RESPONDENT: State of Kerala and Anr

DATE OF JUDGMENT: 06/11/2006

BENCH: ARIJIT PASAYAT & LOKESHWAR SINGH PANTA

JUDGMENT: J U D G M E N T  (Arising out of SLP (Crl.) No. 952 of 2006)

ARIJIT PASAYAT, J.

       Leave granted.  

       Appellant calls in question legality of the judgment  rendered by a learned Single Judge of the Kerala High Court  upholding the conviction of the appellant for offences  punishable under Section 7 and 13(1)(d) read with Section  13(2) of the Prevention of Corruption Act, 1988 (in short the  ’Act’)

       The Enquiry Commissioner and the Special Judge,  Thiruvananthapuram found the appellant guilty of the  offences punishable as aforesaid, convicted him thereunder  and sentenced him to undergo rigorous imprisonment for a  period of 3 years and to pay a fine of Rs.20,000/- with default  stipulation in respect of the offence punishable under Section  7 of the Act. Further, the appellant was sentenced to undergo  rigorous imprisonment for a period of 3 years for the offence  punishable under Section 13(1)(d) read with Section 13(2) of  the Act. The substantive sentences were directed to run  concurrently.

▸ **Record excerpts**:
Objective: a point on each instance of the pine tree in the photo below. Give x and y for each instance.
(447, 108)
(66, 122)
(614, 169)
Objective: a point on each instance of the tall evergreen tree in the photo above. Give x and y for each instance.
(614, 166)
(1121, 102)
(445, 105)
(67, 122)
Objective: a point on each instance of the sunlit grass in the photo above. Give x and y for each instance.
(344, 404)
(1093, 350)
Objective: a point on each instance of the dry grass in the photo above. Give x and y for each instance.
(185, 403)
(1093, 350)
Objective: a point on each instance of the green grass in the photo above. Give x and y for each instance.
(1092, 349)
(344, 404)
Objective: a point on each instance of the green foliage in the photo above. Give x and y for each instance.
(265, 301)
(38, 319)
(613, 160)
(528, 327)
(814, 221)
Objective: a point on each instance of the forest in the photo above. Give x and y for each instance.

▸ **Things to do**:
1. Can you copy the judgment word for word from "DATE OF JUDGMENT: 06/11/2006" to "Leave granted."?
2. According to the judgment, how long were the sentences of rigorous imprisonment, and how were they directed to run?

▸ **Worked answers**:
1.
DATE OF JUDGMENT: 06/11/2006

BENCH: ARIJIT PASAYAT & LOKESHWAR SINGH PANTA

JUDGMENT: J U D G M E N T  (Arising out of SLP (Crl.) No. 952 of 2006)

ARIJIT PASAYAT, J.

       Leave granted.

2. Each was 3 years of rigorous imprisonment, and they were directed to run concurrently.